## [Task to complete]
The copy you return should hold every record below word for word and no images.

## [Given records]
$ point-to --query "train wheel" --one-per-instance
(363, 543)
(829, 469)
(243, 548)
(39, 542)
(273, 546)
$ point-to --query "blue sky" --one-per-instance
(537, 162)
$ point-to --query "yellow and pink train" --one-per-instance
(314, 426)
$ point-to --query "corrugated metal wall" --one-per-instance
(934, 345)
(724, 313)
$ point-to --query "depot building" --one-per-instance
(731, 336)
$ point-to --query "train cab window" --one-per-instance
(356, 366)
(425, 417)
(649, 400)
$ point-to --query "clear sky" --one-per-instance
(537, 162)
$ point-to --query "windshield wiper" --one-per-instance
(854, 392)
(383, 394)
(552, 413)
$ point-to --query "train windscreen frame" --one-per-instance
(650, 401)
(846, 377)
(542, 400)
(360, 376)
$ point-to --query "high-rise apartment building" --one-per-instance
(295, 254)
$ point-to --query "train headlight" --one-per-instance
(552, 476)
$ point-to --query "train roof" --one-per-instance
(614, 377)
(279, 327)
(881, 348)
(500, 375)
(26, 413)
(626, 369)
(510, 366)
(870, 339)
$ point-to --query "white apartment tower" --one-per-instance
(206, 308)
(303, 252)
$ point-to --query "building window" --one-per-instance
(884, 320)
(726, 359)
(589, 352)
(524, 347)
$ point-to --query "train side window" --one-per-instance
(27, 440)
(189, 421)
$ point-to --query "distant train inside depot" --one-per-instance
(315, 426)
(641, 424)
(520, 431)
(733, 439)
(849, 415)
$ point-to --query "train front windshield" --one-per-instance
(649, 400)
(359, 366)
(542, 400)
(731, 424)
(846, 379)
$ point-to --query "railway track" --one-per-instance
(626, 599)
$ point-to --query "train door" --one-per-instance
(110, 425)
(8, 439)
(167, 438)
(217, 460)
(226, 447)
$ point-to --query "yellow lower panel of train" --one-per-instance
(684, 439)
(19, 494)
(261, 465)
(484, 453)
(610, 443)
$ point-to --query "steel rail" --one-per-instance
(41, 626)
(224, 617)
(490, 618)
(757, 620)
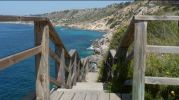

## [The completed task]
$ point-to --query "train wheel" --one-per-instance
(363, 543)
(829, 469)
(243, 548)
(39, 542)
(273, 546)
$ point-to --query "blue sky" --one-per-instance
(537, 162)
$ point-to --query "yellow and pink train" --one-per-instance
(314, 426)
$ point-to --query "corrugated metal wall" --one-per-instance
(934, 345)
(724, 313)
$ point-to --query "depot building" --one-per-instance
(731, 336)
$ point-to --query "train cab window" --one-per-instance
(356, 366)
(425, 417)
(649, 400)
$ point-to --query "clear sky" --one-per-instance
(537, 162)
$ point-to --query "windshield wiper" --one-per-instance
(854, 392)
(383, 394)
(552, 413)
$ point-to --query "train windscreen frame" --one-per-instance
(650, 401)
(846, 377)
(542, 400)
(360, 376)
$ point-to --query "high-rise apartment building" --one-per-instance
(295, 254)
$ point-to --query "train headlight" --one-per-instance
(552, 476)
$ point-to --query "train roof" --one-per-instance
(614, 377)
(279, 327)
(881, 348)
(500, 375)
(26, 413)
(626, 369)
(510, 366)
(870, 339)
$ point-to --query "white apartment tower" --one-per-instance
(206, 308)
(303, 252)
$ point-to --query "building window" --one-per-instance
(884, 320)
(726, 359)
(589, 352)
(524, 347)
$ point-to --query "train side window" --one-per-instance
(27, 440)
(189, 421)
$ point-to --query "distant train inside depot" --one-per-instance
(315, 426)
(641, 424)
(520, 431)
(733, 439)
(849, 415)
$ point-to --query "train front windshield" --one-per-instance
(649, 400)
(359, 366)
(542, 400)
(731, 424)
(846, 379)
$ point-to --query "railway track" --one-per-instance
(626, 599)
$ point-to --query "train door" --one-per-instance
(110, 425)
(8, 439)
(167, 438)
(217, 460)
(226, 447)
$ point-to --query "yellow lower panel of train" --one-per-instance
(684, 439)
(19, 494)
(261, 465)
(484, 453)
(610, 443)
$ point-to --query "steel rail" --one-per-instance
(41, 626)
(224, 617)
(490, 618)
(757, 620)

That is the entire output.